## [Stated problem]
Set out every line of the material below as a numbered list, skipping blank lines and omitting the pictures.

## [Records for this exercise]

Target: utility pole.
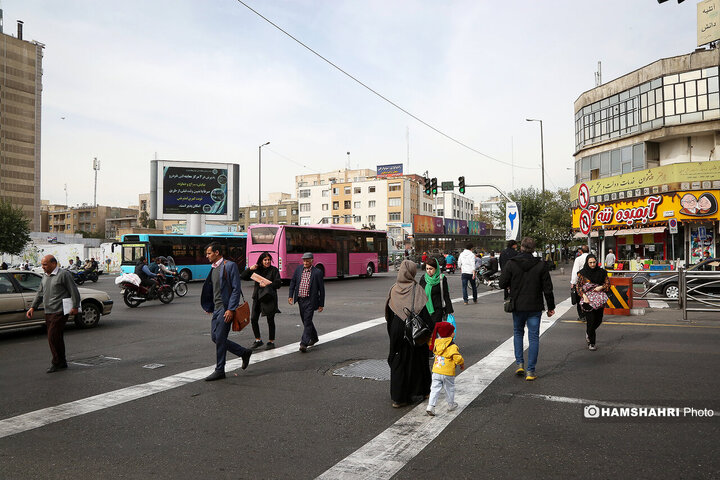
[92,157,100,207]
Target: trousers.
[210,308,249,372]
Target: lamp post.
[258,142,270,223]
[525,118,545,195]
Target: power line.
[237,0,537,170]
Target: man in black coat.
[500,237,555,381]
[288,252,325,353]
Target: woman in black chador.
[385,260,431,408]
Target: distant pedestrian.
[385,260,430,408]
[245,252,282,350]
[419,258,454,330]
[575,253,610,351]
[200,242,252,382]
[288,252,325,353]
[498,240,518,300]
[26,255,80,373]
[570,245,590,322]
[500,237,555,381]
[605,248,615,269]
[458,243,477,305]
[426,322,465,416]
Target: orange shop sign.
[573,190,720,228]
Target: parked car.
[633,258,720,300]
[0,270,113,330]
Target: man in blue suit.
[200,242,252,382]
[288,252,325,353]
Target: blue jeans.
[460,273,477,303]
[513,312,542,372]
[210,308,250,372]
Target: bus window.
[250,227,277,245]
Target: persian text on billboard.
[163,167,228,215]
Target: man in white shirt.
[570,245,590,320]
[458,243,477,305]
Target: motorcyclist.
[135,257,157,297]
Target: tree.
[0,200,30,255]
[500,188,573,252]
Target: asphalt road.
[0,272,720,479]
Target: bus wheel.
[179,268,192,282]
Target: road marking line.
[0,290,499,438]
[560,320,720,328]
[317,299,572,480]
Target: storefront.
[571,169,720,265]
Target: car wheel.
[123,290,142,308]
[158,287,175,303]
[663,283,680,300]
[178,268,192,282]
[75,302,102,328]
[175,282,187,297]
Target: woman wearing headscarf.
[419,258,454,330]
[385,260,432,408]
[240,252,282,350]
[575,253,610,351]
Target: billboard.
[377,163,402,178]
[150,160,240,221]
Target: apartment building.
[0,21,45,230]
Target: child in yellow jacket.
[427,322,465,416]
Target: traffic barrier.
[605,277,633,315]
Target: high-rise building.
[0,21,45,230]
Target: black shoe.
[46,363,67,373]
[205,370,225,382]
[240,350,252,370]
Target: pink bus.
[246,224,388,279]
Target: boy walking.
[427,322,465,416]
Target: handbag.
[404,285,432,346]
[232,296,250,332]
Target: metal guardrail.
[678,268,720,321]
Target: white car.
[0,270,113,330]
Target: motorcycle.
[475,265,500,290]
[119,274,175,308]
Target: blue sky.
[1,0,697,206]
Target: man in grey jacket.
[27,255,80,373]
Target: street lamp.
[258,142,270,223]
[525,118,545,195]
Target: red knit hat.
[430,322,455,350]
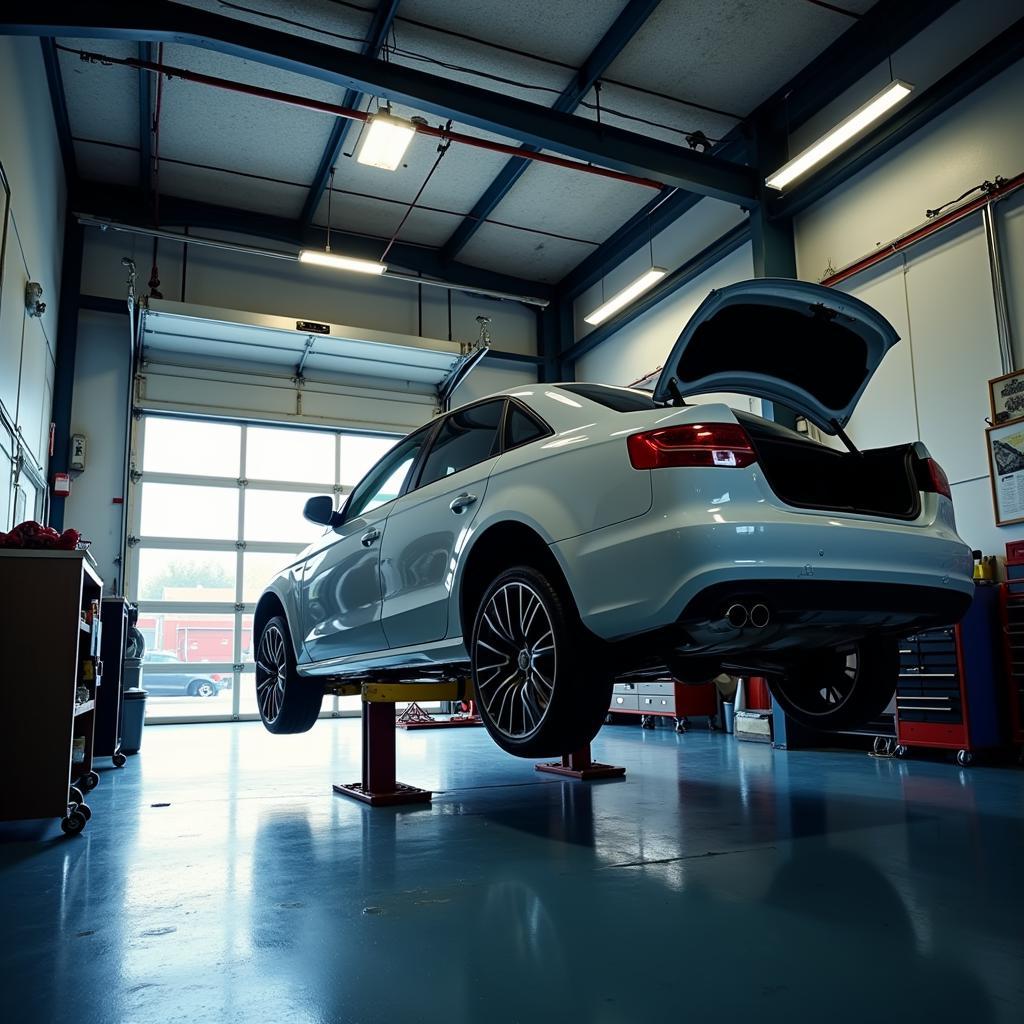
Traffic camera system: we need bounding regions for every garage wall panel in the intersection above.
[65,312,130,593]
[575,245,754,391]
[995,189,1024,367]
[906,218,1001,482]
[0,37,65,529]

## [Task result]
1. Target: utility pole.
2. [92,157,100,207]
3. Target: trousers.
4. [210,308,249,372]
5. Target: lamp post.
6. [258,142,270,223]
7. [525,118,545,195]
8. Target: power line.
9. [237,0,537,170]
10. Target: man in black coat.
11. [500,237,555,381]
12. [288,252,325,353]
13. Target: woman in black chador.
14. [385,260,431,408]
15. Target: distant pedestrian.
16. [385,260,430,408]
17. [245,252,282,350]
18. [419,258,454,330]
19. [575,253,610,351]
20. [200,242,252,382]
21. [288,252,325,353]
22. [498,240,518,300]
23. [26,255,80,373]
24. [570,245,590,322]
25. [500,237,555,381]
26. [605,248,615,269]
27. [458,243,477,305]
28. [426,322,465,416]
29. Target: orange shop sign.
30. [573,190,720,228]
31. Target: parked car.
32. [633,258,720,300]
33. [0,270,113,330]
34. Target: man in blue suit.
35. [200,242,252,382]
36. [288,252,325,353]
37. Target: blue jeans.
38. [460,273,477,303]
39. [513,312,542,372]
40. [210,308,250,372]
41. Target: bus window.
42. [250,227,277,245]
43. Target: persian text on billboard.
44. [163,167,228,215]
45. Target: man in white shirt.
46. [570,245,590,320]
47. [458,243,477,305]
48. Target: motorcyclist.
49. [135,257,157,297]
50. Target: tree.
51. [0,200,30,255]
52. [500,188,573,252]
53. Target: asphalt road.
54. [0,272,720,479]
55. Target: bus wheel.
56. [179,268,192,282]
57. Target: road marking line.
58. [0,290,499,438]
59. [560,320,720,328]
60. [317,299,572,480]
61. Target: storefront.
62. [571,169,720,265]
63. Target: car wheel.
64. [123,290,142,308]
65. [158,287,175,303]
66. [663,283,680,300]
67. [178,268,192,282]
68. [75,302,102,328]
69. [175,282,187,297]
70. Target: woman wearing headscarf.
71. [419,258,454,330]
72. [385,260,432,408]
73. [240,252,282,350]
74. [575,253,610,351]
75. Target: billboard.
76. [377,163,402,178]
77. [150,160,240,221]
78. Target: apartment building.
79. [0,21,45,230]
80. Target: child in yellow jacket.
81. [427,322,465,416]
82. Target: traffic barrier.
83. [605,277,633,315]
84. Target: high-rise building.
85. [0,21,45,230]
86. Target: black shoe.
87. [46,363,67,373]
88. [205,370,225,382]
89. [240,350,252,370]
90. Target: pink bus.
91. [246,224,388,279]
92. Target: boy walking.
93. [427,322,465,416]
94. Target: handbag.
95. [404,285,432,346]
96. [232,296,250,332]
97. Target: metal guardrail.
98. [678,268,720,321]
99. Target: white car.
100. [0,270,113,330]
101. Target: motorcycle.
102. [475,265,500,290]
103. [119,274,175,308]
104. Target: blue sky.
105. [1,0,697,206]
106. Target: man in grey jacket.
107. [27,255,80,373]
108. Target: street lamp.
109. [258,142,270,223]
110. [525,118,545,195]
111. Target: red knit hat.
112. [430,322,455,350]
113. Traffic camera system: we need bounding regions for every garage wall panel in the intersection above.
114. [65,312,130,593]
115. [575,245,754,391]
116. [995,189,1024,367]
117. [906,218,1001,482]
118. [0,37,65,529]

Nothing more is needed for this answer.